→ **Passage**
Why Our Noses Are Built the Way They Are?

By Ahmed Barakat, Communications Specialist

From bones to muscles to even fingernails, different body parts evolved to serve different purposes. In other words, there is a logic behind our anatomy: the structure of any system, organ, or tissue allows it to perform its function.

Within the inner ears, for example, there are structures referred to as hair cells. They are built and distributed in a way that allows different kinds to respond to different frequencies of sound. This connection between the distribution of hair cells and their function represents our understanding of some of the anatomical logic behind the auditory system.

When it comes to the sense of smell, however, our understanding of its logic is incomplete. Luis Saraiva, PhD, a principal investigator at Sidra Medicine and an adjunct member of Monell Chemical Senses Center, sought to make better sense of why our noses are built the way they are.

→ **Required actions**
a) In the article on nose anatomy, list the body parts named in the sentence that begins "From bones."
b) From the article on nose anatomy, retype the part that starts with the words "By Ahmed Barakat, Communications" and ends with "perform its function.".

→ **Stored records**
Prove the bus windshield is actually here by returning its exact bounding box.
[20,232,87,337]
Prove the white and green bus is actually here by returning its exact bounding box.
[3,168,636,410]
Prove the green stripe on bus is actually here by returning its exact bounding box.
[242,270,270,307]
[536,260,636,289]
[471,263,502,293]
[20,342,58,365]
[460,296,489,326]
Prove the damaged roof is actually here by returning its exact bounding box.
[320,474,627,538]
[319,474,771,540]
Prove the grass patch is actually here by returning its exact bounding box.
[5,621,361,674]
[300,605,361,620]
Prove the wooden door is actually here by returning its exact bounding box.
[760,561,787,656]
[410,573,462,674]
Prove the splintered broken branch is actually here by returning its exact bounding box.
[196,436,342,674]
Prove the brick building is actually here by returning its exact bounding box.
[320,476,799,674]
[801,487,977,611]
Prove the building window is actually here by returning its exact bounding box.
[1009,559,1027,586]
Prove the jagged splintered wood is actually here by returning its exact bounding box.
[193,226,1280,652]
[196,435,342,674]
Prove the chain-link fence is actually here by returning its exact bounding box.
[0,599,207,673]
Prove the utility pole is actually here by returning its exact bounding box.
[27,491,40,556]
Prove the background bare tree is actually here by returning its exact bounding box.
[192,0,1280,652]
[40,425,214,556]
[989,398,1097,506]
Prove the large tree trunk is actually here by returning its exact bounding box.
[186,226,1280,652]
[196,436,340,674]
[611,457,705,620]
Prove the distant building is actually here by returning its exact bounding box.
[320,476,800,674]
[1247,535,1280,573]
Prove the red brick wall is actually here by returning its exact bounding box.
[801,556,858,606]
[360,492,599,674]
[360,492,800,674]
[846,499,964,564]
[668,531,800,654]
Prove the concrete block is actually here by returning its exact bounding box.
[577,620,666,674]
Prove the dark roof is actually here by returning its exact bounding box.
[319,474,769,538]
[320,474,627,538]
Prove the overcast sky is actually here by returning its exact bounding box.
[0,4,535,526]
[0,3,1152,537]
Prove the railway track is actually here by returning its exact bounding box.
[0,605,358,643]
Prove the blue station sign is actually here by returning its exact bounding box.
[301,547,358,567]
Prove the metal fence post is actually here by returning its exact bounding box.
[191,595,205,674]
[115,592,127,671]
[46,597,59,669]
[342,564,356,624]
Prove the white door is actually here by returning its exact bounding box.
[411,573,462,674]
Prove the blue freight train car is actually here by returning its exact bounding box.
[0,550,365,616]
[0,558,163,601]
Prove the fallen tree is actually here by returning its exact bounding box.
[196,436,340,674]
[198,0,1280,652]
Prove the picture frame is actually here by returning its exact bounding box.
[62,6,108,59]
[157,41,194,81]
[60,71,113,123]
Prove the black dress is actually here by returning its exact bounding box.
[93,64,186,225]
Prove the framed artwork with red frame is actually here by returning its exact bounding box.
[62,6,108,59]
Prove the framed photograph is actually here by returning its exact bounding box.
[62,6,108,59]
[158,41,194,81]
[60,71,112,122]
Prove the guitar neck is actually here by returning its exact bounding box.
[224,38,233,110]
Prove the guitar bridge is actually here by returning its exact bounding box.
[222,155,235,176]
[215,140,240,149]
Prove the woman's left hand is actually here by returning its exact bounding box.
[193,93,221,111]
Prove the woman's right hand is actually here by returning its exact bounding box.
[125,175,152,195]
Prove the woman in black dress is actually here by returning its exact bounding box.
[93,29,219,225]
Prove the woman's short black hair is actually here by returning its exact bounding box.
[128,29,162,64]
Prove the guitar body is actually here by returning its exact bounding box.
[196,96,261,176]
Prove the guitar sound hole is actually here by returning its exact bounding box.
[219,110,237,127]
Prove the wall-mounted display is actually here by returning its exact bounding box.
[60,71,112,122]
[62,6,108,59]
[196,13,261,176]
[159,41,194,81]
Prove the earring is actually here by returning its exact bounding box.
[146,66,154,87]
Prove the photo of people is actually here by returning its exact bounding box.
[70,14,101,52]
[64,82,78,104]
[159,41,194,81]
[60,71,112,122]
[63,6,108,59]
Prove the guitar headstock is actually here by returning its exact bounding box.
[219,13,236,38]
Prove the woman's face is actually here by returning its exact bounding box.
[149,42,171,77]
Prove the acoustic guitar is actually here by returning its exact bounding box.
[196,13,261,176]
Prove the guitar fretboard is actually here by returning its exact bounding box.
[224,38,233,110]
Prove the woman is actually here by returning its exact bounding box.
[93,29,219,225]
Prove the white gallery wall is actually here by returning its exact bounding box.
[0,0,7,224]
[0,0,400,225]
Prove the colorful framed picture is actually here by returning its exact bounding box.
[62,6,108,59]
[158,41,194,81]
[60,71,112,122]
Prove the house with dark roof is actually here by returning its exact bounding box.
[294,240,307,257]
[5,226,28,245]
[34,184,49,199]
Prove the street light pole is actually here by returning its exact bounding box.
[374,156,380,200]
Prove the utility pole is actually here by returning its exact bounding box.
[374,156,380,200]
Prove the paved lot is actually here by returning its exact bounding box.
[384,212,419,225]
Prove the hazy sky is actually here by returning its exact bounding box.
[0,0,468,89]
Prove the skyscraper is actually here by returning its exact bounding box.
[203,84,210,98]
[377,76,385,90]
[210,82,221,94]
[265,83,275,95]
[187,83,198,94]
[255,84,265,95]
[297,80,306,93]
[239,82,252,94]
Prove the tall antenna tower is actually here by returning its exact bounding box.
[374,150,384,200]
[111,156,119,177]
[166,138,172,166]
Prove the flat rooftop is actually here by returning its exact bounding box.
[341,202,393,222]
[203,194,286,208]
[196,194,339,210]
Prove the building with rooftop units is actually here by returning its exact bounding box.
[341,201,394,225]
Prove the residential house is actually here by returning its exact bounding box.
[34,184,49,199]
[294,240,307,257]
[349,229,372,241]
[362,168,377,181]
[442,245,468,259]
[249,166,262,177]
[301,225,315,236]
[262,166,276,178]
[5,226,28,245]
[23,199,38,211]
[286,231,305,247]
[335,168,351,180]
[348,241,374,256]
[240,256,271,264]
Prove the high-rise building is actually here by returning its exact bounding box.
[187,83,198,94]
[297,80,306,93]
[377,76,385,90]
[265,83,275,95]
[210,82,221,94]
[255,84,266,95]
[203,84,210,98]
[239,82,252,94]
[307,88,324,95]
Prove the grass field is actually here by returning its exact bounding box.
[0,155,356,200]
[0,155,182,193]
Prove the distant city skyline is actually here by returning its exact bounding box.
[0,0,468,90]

→ **Solution list**
a) bones, muscles, fingernails

b)
By Ahmed Barakat, Communications Specialist

From bones to muscles to even fingernails, different body parts evolved to serve different purposes. In other words, there is a logic behind our anatomy: the structure of any system, organ, or tissue allows it to perform its function.